• Excerpts of pointing data:
▼

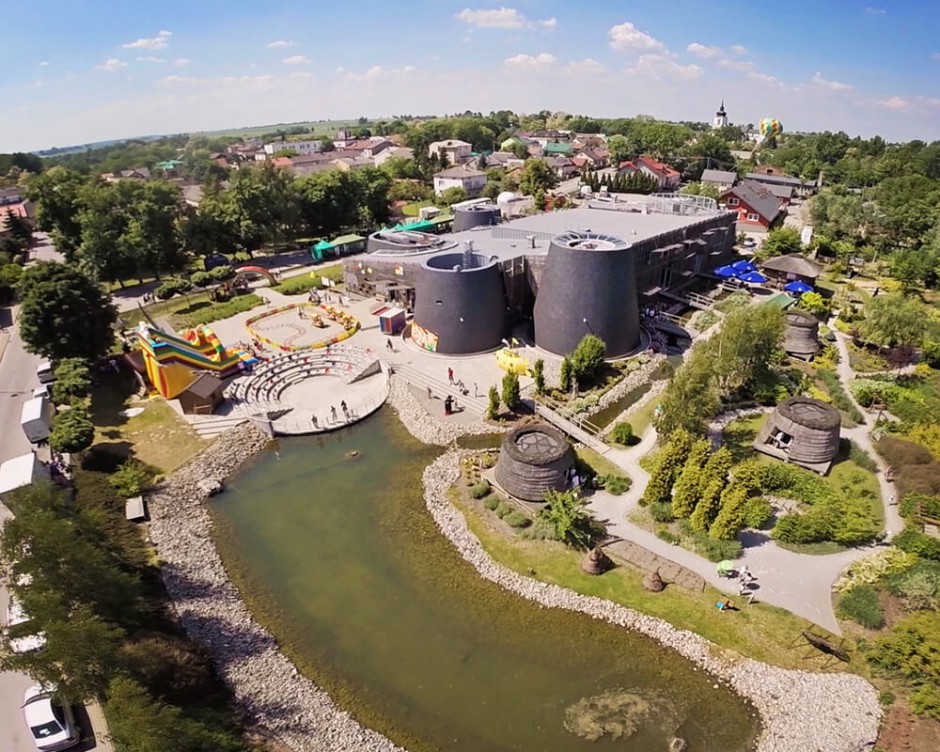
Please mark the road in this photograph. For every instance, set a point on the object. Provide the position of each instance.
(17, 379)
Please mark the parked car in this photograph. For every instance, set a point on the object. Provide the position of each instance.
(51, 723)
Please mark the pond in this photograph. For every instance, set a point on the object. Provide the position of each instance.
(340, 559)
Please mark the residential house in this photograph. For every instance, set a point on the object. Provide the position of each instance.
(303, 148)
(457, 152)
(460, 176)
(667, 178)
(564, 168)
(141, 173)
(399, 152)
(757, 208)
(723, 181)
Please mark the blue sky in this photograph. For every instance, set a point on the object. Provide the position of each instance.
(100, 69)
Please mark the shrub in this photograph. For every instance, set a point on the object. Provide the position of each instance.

▲
▼

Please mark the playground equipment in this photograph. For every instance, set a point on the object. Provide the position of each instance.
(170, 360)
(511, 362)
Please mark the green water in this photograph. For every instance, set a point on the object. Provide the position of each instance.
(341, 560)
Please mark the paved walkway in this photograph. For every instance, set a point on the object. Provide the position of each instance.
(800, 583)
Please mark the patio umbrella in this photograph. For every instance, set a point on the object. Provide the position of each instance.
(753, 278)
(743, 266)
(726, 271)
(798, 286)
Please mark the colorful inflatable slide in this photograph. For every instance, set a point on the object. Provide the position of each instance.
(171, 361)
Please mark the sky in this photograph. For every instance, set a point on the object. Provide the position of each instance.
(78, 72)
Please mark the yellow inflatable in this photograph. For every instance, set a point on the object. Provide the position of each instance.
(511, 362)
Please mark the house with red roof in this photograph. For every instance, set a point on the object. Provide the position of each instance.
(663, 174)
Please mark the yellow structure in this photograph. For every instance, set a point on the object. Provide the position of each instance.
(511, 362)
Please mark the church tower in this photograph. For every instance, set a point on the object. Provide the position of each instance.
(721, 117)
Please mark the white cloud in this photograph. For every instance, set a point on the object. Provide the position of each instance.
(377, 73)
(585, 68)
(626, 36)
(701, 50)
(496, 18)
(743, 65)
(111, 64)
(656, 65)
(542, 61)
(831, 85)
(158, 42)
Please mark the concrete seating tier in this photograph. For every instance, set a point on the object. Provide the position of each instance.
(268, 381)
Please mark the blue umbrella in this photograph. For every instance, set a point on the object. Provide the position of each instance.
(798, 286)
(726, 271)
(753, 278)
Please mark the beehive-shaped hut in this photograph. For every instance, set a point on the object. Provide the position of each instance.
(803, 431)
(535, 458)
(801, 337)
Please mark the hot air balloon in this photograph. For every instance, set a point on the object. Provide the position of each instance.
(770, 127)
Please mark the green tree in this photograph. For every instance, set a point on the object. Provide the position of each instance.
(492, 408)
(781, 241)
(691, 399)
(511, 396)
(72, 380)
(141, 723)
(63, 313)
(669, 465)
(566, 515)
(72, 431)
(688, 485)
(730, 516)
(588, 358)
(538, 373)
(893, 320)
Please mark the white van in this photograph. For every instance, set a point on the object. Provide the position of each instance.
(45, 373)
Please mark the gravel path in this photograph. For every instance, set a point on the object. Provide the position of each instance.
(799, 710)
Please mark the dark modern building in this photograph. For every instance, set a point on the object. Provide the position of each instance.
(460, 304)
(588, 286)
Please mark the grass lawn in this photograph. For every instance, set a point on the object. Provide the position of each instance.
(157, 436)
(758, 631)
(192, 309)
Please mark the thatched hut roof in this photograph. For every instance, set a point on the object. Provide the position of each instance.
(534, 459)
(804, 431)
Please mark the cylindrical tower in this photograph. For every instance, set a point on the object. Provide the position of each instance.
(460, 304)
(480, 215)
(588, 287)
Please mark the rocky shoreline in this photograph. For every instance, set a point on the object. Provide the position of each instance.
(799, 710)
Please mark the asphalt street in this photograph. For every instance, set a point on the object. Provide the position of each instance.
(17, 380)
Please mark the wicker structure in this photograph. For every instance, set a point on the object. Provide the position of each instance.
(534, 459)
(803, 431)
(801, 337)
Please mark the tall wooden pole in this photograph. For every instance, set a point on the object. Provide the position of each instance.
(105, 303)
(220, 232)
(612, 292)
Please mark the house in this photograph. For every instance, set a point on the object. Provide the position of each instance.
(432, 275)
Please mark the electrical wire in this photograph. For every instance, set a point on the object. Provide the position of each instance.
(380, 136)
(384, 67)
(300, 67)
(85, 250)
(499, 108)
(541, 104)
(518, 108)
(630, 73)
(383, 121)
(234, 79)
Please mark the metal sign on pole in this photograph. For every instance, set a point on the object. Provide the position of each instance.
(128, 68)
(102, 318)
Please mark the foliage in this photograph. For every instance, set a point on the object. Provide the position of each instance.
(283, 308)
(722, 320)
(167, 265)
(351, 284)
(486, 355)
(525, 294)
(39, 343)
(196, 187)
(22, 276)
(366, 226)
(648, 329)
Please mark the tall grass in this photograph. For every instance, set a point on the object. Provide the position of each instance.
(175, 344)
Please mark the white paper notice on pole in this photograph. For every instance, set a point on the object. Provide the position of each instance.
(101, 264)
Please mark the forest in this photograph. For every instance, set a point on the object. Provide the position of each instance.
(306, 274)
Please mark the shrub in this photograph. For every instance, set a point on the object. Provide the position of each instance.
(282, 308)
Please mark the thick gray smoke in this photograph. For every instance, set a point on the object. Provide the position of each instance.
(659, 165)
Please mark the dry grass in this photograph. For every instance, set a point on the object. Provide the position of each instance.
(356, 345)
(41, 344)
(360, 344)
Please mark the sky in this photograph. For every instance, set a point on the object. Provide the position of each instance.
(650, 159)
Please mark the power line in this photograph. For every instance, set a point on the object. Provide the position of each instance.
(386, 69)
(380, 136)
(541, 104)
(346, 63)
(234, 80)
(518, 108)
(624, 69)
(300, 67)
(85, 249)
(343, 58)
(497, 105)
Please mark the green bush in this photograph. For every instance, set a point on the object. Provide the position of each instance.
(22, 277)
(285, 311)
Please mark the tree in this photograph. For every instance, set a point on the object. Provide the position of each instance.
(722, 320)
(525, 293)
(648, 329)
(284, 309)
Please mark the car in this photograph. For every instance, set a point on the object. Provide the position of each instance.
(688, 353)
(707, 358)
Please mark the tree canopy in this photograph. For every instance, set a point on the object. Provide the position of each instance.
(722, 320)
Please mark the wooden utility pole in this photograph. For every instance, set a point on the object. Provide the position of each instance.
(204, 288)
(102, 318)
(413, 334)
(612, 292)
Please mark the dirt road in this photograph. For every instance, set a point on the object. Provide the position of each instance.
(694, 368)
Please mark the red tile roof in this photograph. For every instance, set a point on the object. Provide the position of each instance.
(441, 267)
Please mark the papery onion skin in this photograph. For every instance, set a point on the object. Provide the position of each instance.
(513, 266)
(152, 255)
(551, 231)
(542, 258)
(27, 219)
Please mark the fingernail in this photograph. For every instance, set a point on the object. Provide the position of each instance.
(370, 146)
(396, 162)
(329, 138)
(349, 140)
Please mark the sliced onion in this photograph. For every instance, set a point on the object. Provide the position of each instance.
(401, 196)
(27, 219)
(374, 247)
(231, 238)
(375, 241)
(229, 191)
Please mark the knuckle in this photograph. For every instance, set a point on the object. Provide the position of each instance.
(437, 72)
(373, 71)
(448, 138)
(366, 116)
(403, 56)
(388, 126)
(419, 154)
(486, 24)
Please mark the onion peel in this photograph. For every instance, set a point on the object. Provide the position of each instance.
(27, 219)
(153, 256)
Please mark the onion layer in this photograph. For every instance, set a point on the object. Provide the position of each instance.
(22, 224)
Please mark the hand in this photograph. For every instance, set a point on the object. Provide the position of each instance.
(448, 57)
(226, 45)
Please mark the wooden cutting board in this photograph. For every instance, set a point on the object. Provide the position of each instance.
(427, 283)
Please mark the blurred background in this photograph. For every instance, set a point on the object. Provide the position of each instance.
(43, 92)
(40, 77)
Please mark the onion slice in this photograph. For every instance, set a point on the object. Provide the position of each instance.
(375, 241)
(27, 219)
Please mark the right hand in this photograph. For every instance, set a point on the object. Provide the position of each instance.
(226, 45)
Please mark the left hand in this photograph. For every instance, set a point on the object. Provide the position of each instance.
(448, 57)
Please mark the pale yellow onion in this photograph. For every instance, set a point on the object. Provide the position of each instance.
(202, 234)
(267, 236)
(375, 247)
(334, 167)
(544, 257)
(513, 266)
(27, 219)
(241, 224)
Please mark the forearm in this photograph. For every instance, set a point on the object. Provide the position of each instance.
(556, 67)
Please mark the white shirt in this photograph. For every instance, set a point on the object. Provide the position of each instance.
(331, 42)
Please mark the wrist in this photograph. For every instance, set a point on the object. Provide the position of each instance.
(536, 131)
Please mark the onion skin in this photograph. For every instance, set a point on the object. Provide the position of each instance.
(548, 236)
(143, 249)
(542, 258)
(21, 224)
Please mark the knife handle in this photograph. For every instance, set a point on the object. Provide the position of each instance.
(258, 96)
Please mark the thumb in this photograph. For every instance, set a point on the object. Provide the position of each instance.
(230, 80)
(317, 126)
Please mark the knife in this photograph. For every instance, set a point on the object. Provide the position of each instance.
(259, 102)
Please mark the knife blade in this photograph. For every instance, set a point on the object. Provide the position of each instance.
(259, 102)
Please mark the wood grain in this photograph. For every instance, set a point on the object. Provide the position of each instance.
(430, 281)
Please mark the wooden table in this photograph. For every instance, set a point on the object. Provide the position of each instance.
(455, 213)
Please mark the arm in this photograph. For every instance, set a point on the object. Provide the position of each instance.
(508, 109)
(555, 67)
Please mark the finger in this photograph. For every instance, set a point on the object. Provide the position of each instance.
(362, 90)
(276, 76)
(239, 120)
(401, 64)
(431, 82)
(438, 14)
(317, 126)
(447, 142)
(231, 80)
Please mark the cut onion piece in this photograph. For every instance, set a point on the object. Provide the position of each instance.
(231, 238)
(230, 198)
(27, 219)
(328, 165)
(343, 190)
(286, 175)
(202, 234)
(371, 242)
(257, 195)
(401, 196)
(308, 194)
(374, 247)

▲
▼

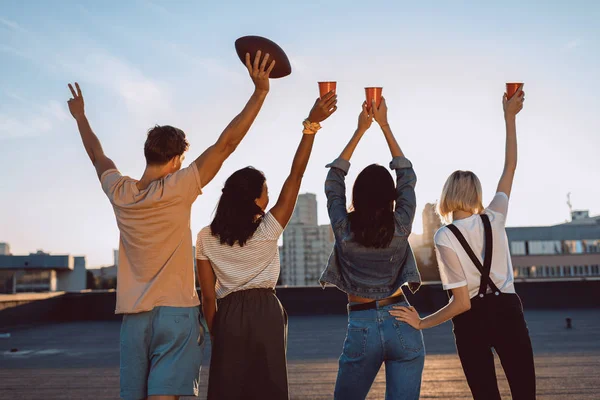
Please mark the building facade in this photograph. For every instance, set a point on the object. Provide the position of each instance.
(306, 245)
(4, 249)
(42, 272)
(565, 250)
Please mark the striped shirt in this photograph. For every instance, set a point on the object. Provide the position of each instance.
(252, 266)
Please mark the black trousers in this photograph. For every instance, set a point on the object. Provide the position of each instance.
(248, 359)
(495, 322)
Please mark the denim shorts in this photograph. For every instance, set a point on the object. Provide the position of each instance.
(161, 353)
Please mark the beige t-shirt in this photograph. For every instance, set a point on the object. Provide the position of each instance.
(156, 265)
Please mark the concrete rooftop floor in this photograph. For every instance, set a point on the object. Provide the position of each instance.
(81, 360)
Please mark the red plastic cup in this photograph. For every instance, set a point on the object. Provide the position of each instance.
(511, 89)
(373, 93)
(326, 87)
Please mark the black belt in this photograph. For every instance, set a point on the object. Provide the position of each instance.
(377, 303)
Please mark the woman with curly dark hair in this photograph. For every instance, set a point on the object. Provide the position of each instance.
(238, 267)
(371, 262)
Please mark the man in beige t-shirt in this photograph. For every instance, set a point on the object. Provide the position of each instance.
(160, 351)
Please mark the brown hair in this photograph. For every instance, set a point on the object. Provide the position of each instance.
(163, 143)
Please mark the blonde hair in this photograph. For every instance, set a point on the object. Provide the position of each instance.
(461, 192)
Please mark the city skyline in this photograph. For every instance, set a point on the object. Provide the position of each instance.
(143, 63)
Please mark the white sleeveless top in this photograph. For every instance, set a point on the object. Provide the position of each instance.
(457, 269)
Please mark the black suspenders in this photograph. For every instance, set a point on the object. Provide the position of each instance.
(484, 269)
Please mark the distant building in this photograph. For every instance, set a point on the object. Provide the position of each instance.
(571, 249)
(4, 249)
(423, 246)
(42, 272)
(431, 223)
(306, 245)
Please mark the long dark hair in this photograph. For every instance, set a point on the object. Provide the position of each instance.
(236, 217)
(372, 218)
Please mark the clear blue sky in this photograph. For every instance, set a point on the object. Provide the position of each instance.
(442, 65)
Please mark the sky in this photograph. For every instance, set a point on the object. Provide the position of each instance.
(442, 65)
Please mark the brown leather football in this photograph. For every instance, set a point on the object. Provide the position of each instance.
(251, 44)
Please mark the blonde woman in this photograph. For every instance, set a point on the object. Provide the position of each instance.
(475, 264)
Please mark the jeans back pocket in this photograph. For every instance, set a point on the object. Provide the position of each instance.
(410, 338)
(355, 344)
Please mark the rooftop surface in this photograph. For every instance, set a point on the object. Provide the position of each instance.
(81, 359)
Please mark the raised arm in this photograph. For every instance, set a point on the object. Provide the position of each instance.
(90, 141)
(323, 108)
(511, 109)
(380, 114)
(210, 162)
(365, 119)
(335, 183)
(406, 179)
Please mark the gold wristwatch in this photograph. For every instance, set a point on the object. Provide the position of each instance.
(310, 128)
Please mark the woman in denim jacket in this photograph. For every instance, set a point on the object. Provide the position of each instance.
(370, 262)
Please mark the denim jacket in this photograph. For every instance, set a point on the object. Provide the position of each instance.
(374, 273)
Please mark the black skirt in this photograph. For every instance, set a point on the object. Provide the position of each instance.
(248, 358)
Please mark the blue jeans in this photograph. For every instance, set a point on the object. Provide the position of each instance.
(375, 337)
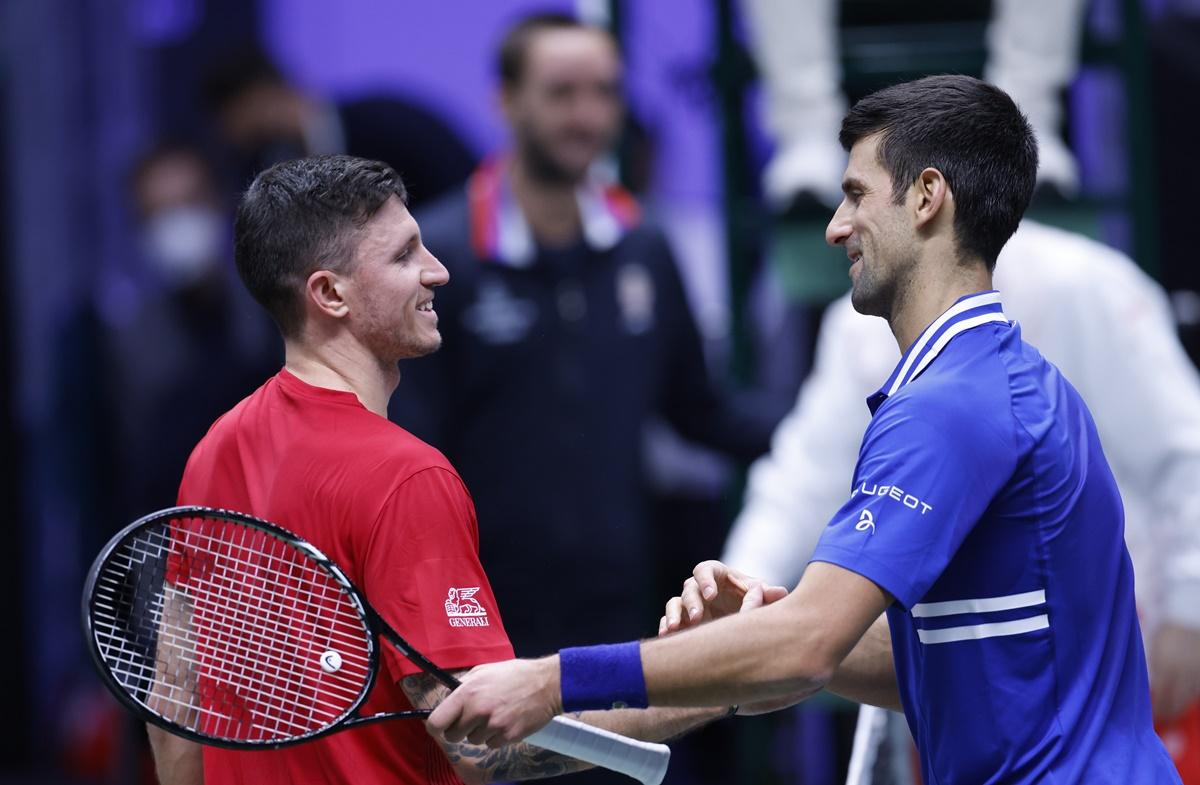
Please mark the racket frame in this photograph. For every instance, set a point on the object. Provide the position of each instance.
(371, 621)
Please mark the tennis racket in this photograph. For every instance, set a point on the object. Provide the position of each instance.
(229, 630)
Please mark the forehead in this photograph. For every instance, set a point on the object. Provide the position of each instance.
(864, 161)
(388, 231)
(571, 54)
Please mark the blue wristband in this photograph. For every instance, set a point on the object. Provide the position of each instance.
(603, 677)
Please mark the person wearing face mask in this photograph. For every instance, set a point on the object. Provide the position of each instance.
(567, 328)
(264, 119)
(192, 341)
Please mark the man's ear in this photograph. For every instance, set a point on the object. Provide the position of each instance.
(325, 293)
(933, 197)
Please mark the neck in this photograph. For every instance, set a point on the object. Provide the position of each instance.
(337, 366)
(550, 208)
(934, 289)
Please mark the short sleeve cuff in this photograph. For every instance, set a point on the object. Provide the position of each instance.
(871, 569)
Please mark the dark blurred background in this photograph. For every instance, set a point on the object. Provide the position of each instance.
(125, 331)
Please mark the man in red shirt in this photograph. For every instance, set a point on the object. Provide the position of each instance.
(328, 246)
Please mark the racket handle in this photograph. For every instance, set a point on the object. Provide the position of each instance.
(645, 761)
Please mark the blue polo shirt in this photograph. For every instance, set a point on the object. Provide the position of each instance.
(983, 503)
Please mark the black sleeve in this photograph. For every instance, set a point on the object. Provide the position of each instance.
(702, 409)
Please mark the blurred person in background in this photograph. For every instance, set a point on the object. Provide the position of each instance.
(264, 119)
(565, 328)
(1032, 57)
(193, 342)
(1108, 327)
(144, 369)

▲

• TASK DIRECTIONS:
From the items above, pull out every line that contains the word "person". Match case exactly.

• WRITTEN ANSWER:
Please mark the person wearing face mask in this photograph. For every instance, set a point on the object. Provide the position of each instance.
Please mark the blurred person in background in this photograph. For every instance, set a point on the object. Provide the position of each instance.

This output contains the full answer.